┌────────

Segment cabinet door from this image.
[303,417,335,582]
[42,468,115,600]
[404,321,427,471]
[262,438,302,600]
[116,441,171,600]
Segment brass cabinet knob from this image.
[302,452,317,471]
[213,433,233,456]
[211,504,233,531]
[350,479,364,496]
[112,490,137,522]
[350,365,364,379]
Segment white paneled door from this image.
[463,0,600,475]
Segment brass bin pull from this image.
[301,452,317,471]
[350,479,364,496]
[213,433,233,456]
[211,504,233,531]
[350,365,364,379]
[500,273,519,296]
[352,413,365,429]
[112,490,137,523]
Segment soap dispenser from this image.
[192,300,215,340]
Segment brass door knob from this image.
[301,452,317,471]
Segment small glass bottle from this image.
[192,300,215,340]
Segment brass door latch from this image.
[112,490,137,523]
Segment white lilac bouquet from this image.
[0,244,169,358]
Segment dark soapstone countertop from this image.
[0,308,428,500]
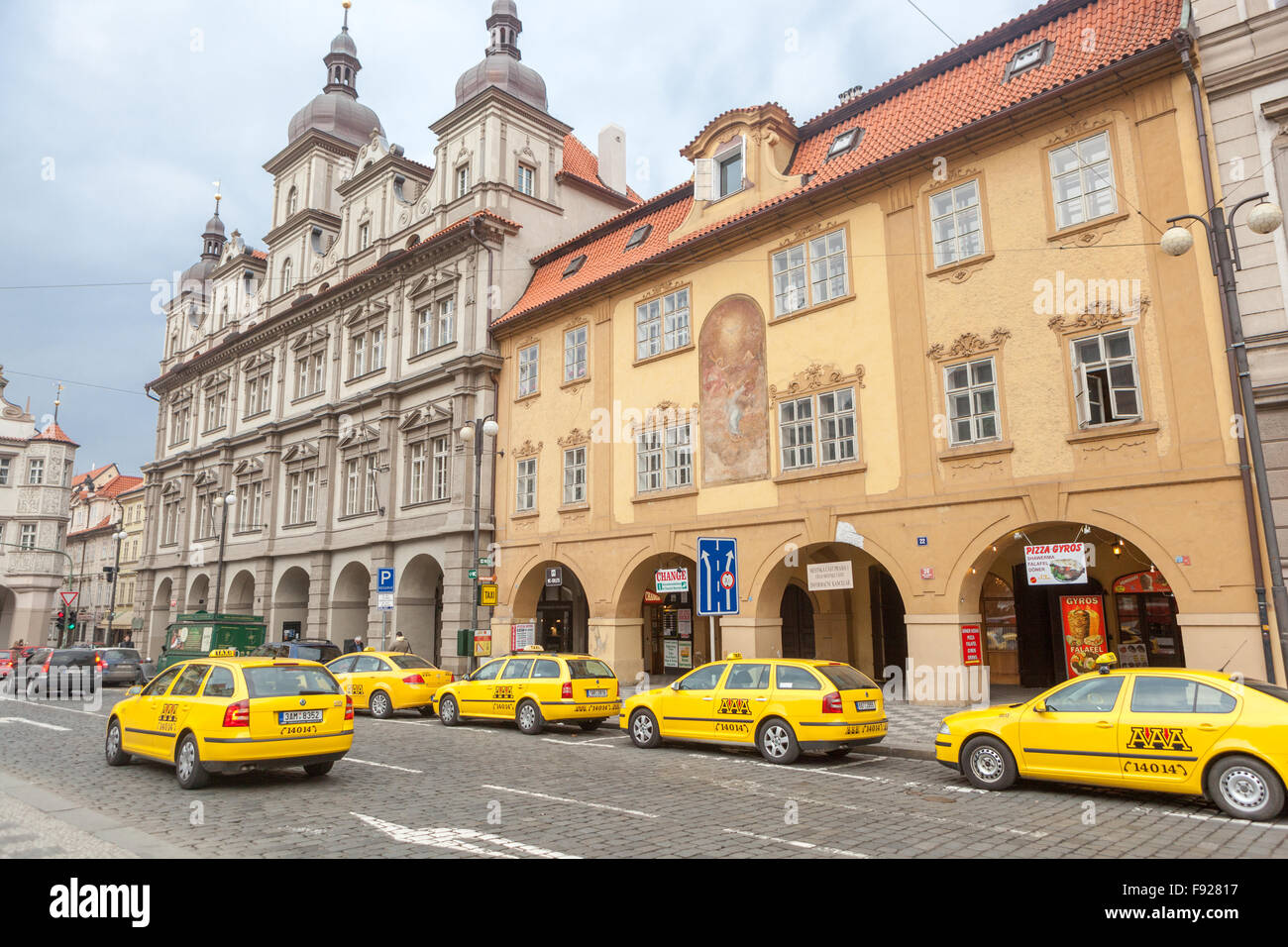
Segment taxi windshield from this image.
[244,668,340,697]
[568,657,613,681]
[389,655,438,672]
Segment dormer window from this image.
[626,224,653,250]
[1002,40,1055,82]
[824,128,863,161]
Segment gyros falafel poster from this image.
[1060,595,1108,678]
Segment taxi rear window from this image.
[568,657,614,681]
[815,665,876,690]
[389,655,438,672]
[242,668,340,697]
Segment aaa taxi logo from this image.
[1127,727,1192,750]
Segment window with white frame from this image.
[635,287,690,359]
[237,480,265,532]
[519,346,541,398]
[773,231,849,316]
[944,357,1001,446]
[564,326,587,381]
[564,447,587,506]
[930,179,984,266]
[778,388,859,472]
[1069,329,1142,428]
[430,436,452,500]
[514,163,537,197]
[1048,132,1118,230]
[514,458,537,513]
[635,424,693,493]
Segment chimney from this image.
[599,125,626,194]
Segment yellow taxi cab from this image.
[935,655,1288,821]
[619,653,888,763]
[326,648,455,720]
[107,650,353,789]
[434,644,622,733]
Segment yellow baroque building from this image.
[492,0,1283,698]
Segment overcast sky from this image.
[0,0,1034,473]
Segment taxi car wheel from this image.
[1207,756,1284,822]
[961,737,1019,789]
[174,733,210,789]
[438,694,461,727]
[756,716,802,766]
[107,720,130,767]
[514,701,545,734]
[630,710,662,750]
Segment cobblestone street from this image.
[0,690,1288,858]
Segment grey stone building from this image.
[138,0,639,668]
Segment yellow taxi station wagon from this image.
[107,651,353,789]
[326,648,455,720]
[619,653,888,763]
[434,644,622,733]
[935,655,1288,821]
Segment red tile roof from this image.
[562,133,644,204]
[31,421,80,447]
[493,0,1184,326]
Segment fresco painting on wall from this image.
[698,295,769,485]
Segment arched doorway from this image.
[962,522,1185,688]
[331,562,371,644]
[222,570,255,614]
[269,566,309,639]
[389,556,443,665]
[778,582,814,659]
[188,573,215,612]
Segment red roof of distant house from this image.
[31,421,80,447]
[493,0,1184,326]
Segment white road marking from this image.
[483,784,660,818]
[349,811,581,858]
[0,716,72,733]
[342,756,424,776]
[721,828,872,858]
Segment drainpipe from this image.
[1172,29,1288,684]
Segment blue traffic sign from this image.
[698,536,738,614]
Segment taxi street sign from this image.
[698,536,738,614]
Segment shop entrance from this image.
[778,585,814,659]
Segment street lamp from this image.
[1159,192,1288,682]
[107,530,129,644]
[460,415,501,672]
[211,489,237,614]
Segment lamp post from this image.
[1158,192,1288,682]
[211,489,237,614]
[460,415,501,672]
[107,528,129,644]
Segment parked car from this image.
[252,638,340,665]
[26,648,103,697]
[98,648,147,685]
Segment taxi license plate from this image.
[277,710,322,724]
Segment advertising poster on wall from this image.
[1024,543,1087,585]
[1060,595,1109,678]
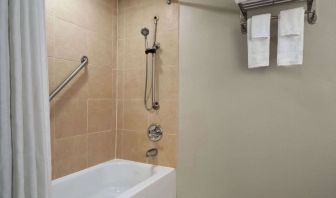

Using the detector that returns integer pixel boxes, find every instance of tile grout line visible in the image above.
[112,0,119,159]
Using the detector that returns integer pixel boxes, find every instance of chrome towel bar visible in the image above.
[238,0,317,34]
[49,56,89,101]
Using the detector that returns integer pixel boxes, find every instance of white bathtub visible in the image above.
[52,160,176,198]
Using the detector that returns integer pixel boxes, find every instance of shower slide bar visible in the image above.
[49,56,89,101]
[238,0,317,34]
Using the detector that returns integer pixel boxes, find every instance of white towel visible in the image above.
[247,14,271,68]
[278,7,305,66]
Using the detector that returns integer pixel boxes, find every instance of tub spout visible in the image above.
[146,148,158,157]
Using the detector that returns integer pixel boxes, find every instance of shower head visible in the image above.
[141,27,149,39]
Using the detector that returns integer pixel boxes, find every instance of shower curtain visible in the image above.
[0,0,51,198]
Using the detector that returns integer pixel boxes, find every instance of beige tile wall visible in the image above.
[46,0,178,178]
[46,0,117,178]
[116,0,179,166]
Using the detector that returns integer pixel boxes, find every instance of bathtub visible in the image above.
[52,160,176,198]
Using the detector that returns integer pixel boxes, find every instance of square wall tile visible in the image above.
[88,132,115,166]
[55,99,87,139]
[123,99,148,133]
[55,18,88,61]
[54,135,87,178]
[88,99,116,133]
[54,0,88,27]
[88,64,114,98]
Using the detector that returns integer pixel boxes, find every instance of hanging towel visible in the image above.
[278,7,305,66]
[247,14,271,68]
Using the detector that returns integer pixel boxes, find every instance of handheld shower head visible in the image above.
[154,16,160,24]
[141,27,149,39]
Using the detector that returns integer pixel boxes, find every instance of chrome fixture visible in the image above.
[148,124,163,142]
[140,16,160,111]
[238,0,317,34]
[146,148,159,157]
[49,56,89,101]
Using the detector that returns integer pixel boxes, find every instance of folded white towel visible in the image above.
[247,14,271,68]
[277,7,305,66]
[251,14,271,39]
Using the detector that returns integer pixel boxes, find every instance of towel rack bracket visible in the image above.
[238,0,317,34]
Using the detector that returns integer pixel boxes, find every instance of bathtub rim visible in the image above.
[51,159,176,198]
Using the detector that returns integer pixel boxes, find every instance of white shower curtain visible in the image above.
[0,0,51,198]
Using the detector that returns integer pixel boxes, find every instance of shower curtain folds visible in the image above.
[0,0,51,198]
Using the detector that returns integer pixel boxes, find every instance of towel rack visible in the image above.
[238,0,317,34]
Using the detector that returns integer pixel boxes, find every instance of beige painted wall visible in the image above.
[177,0,336,198]
[46,0,117,178]
[117,0,179,166]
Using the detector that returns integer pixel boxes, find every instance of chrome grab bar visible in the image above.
[49,56,89,101]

└────────

Exercise goal:
Rewrite the data from the line with "hanging towel visible in the image above." to the line with "[251,14,271,39]", replacing "chrome fixture" with "metal fixture" and leaving everything else unchanged.

Task response:
Using the detector that returns integer pixel boxes, find every instance of hanging towel visible in the image above.
[278,7,305,66]
[247,14,271,68]
Using the detector that returns integer pixel boxes, find every instance of handheld shower head visible in the image above.
[154,16,160,24]
[141,27,149,39]
Using the detector that returns integer pixel boxes, find every instance of metal fixture visible in the image above.
[148,124,163,142]
[140,16,160,111]
[238,0,317,34]
[146,148,159,157]
[49,56,89,101]
Using the detector that returns integer pixel boxes, find every instance of folded white towel visible in the image above.
[247,14,271,68]
[277,7,305,66]
[251,14,271,39]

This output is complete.